#### Source passage

****************

Research on how intersections of sex and social factors shape perceived health of older adults is scarce. To address this gap our objectives were to 1) estimate the unbiased impact of sex and social circumstances on reported SRH in Canadian men and women age 45+; 2) explore interactions of three key dimensions of social identity (education, wealth, and rural/urban status) on the sex-SRH relationship; 3) explore intersections of sex and social factors, that is, of gender and SRH. By comparing findings across these analytic designs we hope to form a nuanced picture of how an older adult’s multiple individual and social facets intersect to shape that health.

Methods

Settings and participants

The Canadian Longitudinal study on Aging (CLSA) includes a random sample of 30,097 community-dwelling adults aged 45 to 85 residing within a 25- to 50-km radius of 1 of the 11 data collection sites in 7 Canadian provinces (Raina et al., 2019). Individuals living in an institution or on a First Nations reserve or settlement, who were full-time members of the Canadian Armed Forces, were unable to speak French or English, or had cognitive impairment that could hamper answering of basic personal questions were excluded.

Sampling strategy

For the Comprehensive Cohort of the CLSA two sampling strategies were used. To recruit from provincial health registries (14% of the sample), randomly chosen eligible persons were sent a consent form to sign and return. For those recruited through random digit dialing (86% of the sample), a random sample of landline telephone numbers was selected for a given geographic area. After establishing eligibility among those answering calls, informed consent was obtained. The CLSA sample was stratified within provinces according to age group, sex, and distance from the data collection site, to ensure adequate representation of various demographic groups.

****************

#### Region pointing records
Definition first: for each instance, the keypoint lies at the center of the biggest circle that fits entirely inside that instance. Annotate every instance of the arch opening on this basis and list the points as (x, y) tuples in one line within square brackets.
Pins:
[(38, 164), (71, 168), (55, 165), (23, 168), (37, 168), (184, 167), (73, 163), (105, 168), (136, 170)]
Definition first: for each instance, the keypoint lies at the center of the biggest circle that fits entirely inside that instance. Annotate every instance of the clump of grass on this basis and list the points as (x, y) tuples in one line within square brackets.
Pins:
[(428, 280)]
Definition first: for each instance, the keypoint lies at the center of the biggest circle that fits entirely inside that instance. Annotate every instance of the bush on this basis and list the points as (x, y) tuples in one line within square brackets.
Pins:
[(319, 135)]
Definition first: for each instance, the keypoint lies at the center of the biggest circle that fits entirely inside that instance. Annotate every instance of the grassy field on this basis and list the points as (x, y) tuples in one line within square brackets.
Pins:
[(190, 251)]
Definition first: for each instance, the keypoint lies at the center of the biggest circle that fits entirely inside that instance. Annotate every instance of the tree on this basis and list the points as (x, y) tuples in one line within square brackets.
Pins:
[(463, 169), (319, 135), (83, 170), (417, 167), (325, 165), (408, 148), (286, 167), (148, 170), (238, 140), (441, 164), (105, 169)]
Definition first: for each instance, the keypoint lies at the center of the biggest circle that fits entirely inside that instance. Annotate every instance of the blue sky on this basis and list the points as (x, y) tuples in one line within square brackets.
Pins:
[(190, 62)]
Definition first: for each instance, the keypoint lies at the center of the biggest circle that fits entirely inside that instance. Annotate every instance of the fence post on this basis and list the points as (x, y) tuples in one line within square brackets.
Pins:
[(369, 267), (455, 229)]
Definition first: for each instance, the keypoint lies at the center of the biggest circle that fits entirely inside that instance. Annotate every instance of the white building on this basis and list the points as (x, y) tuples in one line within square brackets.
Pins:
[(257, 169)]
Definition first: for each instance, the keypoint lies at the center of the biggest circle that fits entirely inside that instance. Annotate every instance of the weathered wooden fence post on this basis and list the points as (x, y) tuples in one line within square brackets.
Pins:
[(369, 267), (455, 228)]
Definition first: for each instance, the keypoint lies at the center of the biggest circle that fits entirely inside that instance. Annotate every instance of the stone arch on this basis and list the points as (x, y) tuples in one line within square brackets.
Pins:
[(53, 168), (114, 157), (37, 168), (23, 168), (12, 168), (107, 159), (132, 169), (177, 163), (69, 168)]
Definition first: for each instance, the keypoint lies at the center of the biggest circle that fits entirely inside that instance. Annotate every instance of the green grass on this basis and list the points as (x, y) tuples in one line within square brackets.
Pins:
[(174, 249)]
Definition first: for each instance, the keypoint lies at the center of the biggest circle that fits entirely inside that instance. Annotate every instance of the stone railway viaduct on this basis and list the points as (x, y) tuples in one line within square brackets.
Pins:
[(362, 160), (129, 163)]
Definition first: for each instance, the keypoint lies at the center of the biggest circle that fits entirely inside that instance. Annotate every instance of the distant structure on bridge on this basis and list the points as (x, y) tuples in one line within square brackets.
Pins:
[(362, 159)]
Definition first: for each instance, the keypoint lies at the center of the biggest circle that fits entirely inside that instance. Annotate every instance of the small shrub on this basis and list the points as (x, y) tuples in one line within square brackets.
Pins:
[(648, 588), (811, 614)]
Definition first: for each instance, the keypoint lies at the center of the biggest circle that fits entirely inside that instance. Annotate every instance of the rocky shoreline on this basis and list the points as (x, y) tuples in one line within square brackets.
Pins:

****************

#### What you will do
Copy the passage on the Canadian aging study word for word, starting with "The Canadian Longitudinal" and going on through "questions were excluded.".

#### Exercise response
The Canadian Longitudinal study on Aging (CLSA) includes a random sample of 30,097 community-dwelling adults aged 45 to 85 residing within a 25- to 50-km radius of 1 of the 11 data collection sites in 7 Canadian provinces (Raina et al., 2019). Individuals living in an institution or on a First Nations reserve or settlement, who were full-time members of the Canadian Armed Forces, were unable to speak French or English, or had cognitive impairment that could hamper answering of basic personal questions were excluded.